*BRIEF*: Transcribe the entire listing below exactly.

*MATERIAL FOR THE TASK*:
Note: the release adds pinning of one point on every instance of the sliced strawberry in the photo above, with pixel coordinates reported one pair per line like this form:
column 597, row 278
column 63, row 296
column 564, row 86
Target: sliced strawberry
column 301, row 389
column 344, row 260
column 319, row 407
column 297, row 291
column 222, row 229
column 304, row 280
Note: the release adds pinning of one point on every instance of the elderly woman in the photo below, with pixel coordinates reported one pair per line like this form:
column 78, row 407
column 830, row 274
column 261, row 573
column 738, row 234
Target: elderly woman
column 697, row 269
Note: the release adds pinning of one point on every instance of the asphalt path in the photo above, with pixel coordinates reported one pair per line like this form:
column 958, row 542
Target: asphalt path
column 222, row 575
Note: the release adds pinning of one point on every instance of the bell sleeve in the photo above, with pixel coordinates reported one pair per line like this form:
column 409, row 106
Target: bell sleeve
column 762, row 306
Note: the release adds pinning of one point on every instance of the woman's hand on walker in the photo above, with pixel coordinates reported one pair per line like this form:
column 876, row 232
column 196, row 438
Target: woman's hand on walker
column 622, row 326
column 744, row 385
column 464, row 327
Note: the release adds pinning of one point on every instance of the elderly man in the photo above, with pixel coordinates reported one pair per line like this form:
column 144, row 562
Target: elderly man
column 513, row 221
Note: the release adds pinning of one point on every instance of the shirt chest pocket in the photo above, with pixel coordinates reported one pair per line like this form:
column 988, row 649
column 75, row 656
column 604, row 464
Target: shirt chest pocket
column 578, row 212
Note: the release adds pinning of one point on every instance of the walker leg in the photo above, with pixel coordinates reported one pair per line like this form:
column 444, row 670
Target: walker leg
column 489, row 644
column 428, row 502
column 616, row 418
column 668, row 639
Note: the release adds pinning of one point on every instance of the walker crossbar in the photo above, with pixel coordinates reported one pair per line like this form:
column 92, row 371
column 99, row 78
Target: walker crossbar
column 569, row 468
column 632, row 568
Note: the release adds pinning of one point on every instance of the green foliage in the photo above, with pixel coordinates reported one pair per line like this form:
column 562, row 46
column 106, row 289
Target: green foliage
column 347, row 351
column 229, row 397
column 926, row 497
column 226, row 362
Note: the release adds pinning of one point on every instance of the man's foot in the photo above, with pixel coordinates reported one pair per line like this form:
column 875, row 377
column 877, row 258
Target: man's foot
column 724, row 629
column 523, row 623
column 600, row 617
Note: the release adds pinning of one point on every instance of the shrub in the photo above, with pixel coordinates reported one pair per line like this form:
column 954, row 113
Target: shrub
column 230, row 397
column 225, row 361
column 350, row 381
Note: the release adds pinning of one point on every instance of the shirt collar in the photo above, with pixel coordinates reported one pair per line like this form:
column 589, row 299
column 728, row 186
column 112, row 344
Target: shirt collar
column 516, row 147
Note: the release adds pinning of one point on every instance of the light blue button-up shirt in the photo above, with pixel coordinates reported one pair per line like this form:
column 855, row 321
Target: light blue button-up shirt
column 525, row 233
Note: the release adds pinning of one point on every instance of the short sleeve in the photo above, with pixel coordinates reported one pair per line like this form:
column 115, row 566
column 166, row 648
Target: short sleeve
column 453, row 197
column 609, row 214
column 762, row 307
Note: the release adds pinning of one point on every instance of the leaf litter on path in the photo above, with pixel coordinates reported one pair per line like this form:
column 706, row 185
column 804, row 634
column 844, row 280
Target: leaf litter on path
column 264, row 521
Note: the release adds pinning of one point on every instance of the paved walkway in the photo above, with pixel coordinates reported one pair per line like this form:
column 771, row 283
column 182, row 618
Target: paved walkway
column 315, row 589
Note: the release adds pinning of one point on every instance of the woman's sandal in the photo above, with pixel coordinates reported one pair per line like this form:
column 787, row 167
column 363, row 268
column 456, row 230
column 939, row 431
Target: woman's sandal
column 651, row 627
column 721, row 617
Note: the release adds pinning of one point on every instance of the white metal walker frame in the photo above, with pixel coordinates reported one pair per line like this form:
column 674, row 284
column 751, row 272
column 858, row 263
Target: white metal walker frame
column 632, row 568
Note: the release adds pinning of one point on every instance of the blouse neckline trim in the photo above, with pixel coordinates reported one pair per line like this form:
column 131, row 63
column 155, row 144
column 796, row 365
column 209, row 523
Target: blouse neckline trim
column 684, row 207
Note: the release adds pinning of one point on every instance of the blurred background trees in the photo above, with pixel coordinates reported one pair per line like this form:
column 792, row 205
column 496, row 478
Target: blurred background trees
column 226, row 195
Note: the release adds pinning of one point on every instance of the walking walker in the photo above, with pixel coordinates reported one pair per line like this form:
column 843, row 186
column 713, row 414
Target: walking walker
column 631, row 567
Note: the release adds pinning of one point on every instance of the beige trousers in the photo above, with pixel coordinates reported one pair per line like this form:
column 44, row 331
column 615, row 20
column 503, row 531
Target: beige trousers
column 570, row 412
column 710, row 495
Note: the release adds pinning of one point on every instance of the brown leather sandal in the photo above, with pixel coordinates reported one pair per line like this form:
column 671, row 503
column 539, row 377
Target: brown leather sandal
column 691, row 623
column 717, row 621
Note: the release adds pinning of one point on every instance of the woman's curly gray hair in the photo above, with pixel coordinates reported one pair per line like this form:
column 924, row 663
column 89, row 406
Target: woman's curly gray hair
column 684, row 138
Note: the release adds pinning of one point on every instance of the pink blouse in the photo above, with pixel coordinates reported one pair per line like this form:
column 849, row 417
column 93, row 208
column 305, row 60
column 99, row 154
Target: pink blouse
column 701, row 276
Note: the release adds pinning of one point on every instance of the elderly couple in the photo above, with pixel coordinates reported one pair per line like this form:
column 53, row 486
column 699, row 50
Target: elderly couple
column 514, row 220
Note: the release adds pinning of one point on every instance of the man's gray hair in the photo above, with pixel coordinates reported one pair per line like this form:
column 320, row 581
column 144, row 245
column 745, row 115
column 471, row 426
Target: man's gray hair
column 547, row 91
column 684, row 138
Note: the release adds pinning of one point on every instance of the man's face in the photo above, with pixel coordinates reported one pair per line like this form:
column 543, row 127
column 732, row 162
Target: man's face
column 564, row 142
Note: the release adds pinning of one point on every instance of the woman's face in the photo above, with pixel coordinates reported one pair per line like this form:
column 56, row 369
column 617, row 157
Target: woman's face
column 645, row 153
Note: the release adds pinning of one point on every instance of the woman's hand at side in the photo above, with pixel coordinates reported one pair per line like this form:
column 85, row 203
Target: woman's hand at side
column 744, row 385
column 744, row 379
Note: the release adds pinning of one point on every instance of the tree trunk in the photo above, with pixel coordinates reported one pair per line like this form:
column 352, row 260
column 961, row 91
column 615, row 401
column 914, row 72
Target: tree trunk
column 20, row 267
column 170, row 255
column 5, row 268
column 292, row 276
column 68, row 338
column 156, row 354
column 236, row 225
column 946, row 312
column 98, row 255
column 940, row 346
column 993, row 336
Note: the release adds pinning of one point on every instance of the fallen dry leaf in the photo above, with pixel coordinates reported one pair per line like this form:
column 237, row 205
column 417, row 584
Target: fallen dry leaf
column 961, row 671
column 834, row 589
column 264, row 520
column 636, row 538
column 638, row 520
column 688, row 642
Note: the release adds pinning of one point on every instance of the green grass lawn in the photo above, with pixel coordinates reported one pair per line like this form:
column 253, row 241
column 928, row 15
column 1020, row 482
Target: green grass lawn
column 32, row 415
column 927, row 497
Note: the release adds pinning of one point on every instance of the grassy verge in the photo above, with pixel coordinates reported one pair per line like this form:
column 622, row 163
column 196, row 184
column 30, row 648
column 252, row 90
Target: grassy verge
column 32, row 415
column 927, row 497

*WRITTEN REPLY*:
Note: the release adds pinning of one point on every instance of the sliced strawberry in the photo above, with pixel coordinates reported one pair per line like this form:
column 597, row 278
column 63, row 296
column 564, row 86
Target: sliced strawberry
column 301, row 389
column 344, row 260
column 319, row 407
column 297, row 291
column 222, row 229
column 304, row 280
Note: the release adds pinning of one point on every instance of the elderly woman in the photo below, with pixel coordinates reported one pair per line like this form:
column 78, row 407
column 830, row 274
column 261, row 573
column 738, row 234
Target: elderly woman
column 697, row 269
Note: the release adds pinning of one point on every instance of the asphalt path in the photo above, with pixel coordinates reported one pair per line like this form:
column 958, row 542
Target: asphalt path
column 222, row 575
Note: the release adds pinning of one point on every instance of the bell sleeve in the photo above, with pixel coordinates reported one pair per line like this form:
column 409, row 106
Target: bell sleeve
column 762, row 306
Note: the release adds pinning of one point on every instance of the woman's hand on walker in the photo above, with pixel coordinates reported one pair per line like this form:
column 876, row 232
column 196, row 438
Target: woman's hand on walker
column 622, row 326
column 744, row 385
column 464, row 327
Note: the release adds pinning of one point on every instance of the elderly man in the photo above, with pixel coordinates reported one pair per line like this form:
column 144, row 562
Target: elderly man
column 513, row 221
Note: the release adds pinning of one point on every instance of the shirt chest pocket in the photo above, with pixel coordinates reported one pair per line like this form:
column 988, row 649
column 75, row 656
column 604, row 464
Target: shirt chest pocket
column 578, row 212
Note: the release adds pinning of one point on every instance of the walker leg in the photo above, with pixel coordinates reported one pair per line like this form:
column 444, row 670
Target: walker leg
column 489, row 644
column 428, row 502
column 616, row 418
column 668, row 639
Note: the release adds pinning of one point on every instance of the walker crossbar in the photo above, with pixel coordinates reported one pair per line like this form:
column 92, row 371
column 99, row 78
Target: walker crossbar
column 569, row 468
column 632, row 568
Note: the release adds pinning of one point on every instance of the green foliage in the photo above, with pixel coordinates reported one pair per line like this form:
column 562, row 46
column 106, row 289
Target: green foliage
column 347, row 351
column 229, row 397
column 926, row 497
column 226, row 362
Note: the release adds pinning of one point on every instance of the man's foot in the photo above, with pixel coordinates reported one pair per line like this form:
column 875, row 377
column 877, row 258
Target: man's foot
column 724, row 629
column 523, row 623
column 600, row 617
Note: the release adds pinning of one point on every instance of the shrub in the photo above, with pixel coordinates reported one pair per line like this form:
column 954, row 113
Target: shrub
column 230, row 397
column 225, row 361
column 350, row 381
Note: the release adds pinning of one point on every instance of the shirt collar in the photo above, with pixel coordinates reported one pair per line like this form:
column 589, row 299
column 728, row 186
column 112, row 344
Target: shirt collar
column 516, row 147
Note: the release adds pinning of one point on every instance of the light blue button-up shirt in the photo above, with pixel coordinates reported one pair per line like this form:
column 855, row 321
Target: light blue button-up shirt
column 525, row 233
Note: the release adds pinning of one point on every instance of the short sleeve in the photo above, with pixel coordinates reported one pair per line like this form:
column 115, row 566
column 166, row 648
Target: short sleeve
column 453, row 197
column 609, row 214
column 762, row 307
Note: the release adds pinning of one point on every instance of the leaf litter on path in the photo above, with pixel coordinates reported one pair per line like this form:
column 706, row 185
column 804, row 634
column 844, row 280
Target: leaf litter on path
column 264, row 521
Note: the release adds pinning of one point on every instance of the paved walkway in the photo above, with pixel coordinates reported one pair per line like this form:
column 771, row 283
column 182, row 618
Target: paved walkway
column 315, row 589
Note: the release adds pinning of one point on every instance of the woman's sandal in the photo above, with pixel coordinates reported one pair per line like this form:
column 787, row 167
column 363, row 268
column 456, row 230
column 939, row 431
Target: woman's sandal
column 651, row 627
column 721, row 617
Note: the release adds pinning of one point on every instance of the white metal walker frame in the photo above, with pixel coordinates reported one pair per line like this form:
column 674, row 284
column 751, row 272
column 858, row 263
Target: white metal walker frame
column 632, row 568
Note: the release adds pinning of one point on every instance of the blouse neckline trim in the photo above, with pixel coordinates reported one pair per line like this form:
column 131, row 63
column 155, row 144
column 796, row 365
column 209, row 523
Target: blouse neckline trim
column 684, row 207
Note: the release adds pinning of one point on every instance of the blurred background trees in the photo above, with pixel coordinates reported one pair per line like this form:
column 792, row 205
column 496, row 478
Target: blurred background trees
column 226, row 195
Note: the release adds pinning of one point on every instance of the walking walker in the photo above, with pixel coordinates reported one pair per line like this form:
column 843, row 186
column 713, row 414
Target: walking walker
column 631, row 567
Note: the release adds pinning of one point on every instance of the beige trousers in the photo above, with pixel coordinates reported one pair per line like this form:
column 44, row 331
column 615, row 20
column 503, row 531
Target: beige trousers
column 570, row 412
column 710, row 495
Note: the release adds pinning of one point on every instance of the brown leather sandal in the photo above, with pixel coordinates reported one pair per line like this form:
column 671, row 503
column 539, row 377
Target: brown leather sandal
column 691, row 623
column 717, row 621
Note: the release adds pinning of one point on every instance of the woman's curly gray hair in the photo above, with pixel coordinates reported one pair per line like this form:
column 924, row 663
column 89, row 406
Target: woman's curly gray hair
column 684, row 138
Note: the release adds pinning of one point on every instance of the pink blouse in the photo above, with pixel coordinates reported one pair per line like this form:
column 849, row 417
column 93, row 208
column 305, row 60
column 99, row 154
Target: pink blouse
column 701, row 276
Note: the release adds pinning of one point on every instance of the elderly couple in the photo above, with pixel coordinates reported one pair per line like this form:
column 53, row 486
column 699, row 50
Target: elderly couple
column 514, row 220
Note: the release adds pinning of one point on every instance of the man's gray hair in the photo above, with pixel coordinates reported one pair per line like this form:
column 320, row 581
column 144, row 245
column 745, row 115
column 471, row 426
Target: man's gray hair
column 547, row 91
column 684, row 138
Note: the release adds pinning of one point on every instance of the man's face in the photo above, with pixel coordinates reported one pair per line like this form:
column 543, row 127
column 732, row 162
Target: man's face
column 564, row 142
Note: the release adds pinning of one point on every instance of the woman's face in the photo above, with pixel coordinates reported one pair per line like this form:
column 56, row 369
column 617, row 157
Target: woman's face
column 645, row 153
Note: the release adds pinning of one point on every instance of the woman's hand at side in the photo above, with pixel coordinates reported one pair per line like this form:
column 85, row 203
Target: woman's hand at side
column 744, row 385
column 744, row 379
Note: the release adds pinning of one point on every instance of the tree trunk in the photo above, with pixel coordinates reported one pair per line like this form:
column 352, row 260
column 961, row 91
column 615, row 401
column 914, row 72
Target: tree trunk
column 20, row 267
column 170, row 255
column 5, row 268
column 292, row 276
column 68, row 338
column 156, row 354
column 236, row 225
column 946, row 312
column 98, row 255
column 940, row 346
column 993, row 336
Note: the release adds pinning of one point on every instance of the fallen dry leaf in the photo above, with pixel coordinates reported one pair per line like this form:
column 237, row 205
column 417, row 584
Target: fallen dry leaf
column 961, row 671
column 834, row 589
column 264, row 520
column 636, row 538
column 638, row 520
column 688, row 642
Note: the release adds pinning of one point on every instance of the green grass lawn in the photo above, with pixel coordinates reported one pair per line like this form:
column 253, row 241
column 928, row 15
column 1020, row 482
Target: green grass lawn
column 32, row 415
column 927, row 497
Note: the release adds pinning of one point on every instance of the grassy verge in the photo above, with pixel coordinates reported one pair per line like this form:
column 622, row 163
column 196, row 184
column 30, row 648
column 252, row 90
Target: grassy verge
column 32, row 415
column 927, row 497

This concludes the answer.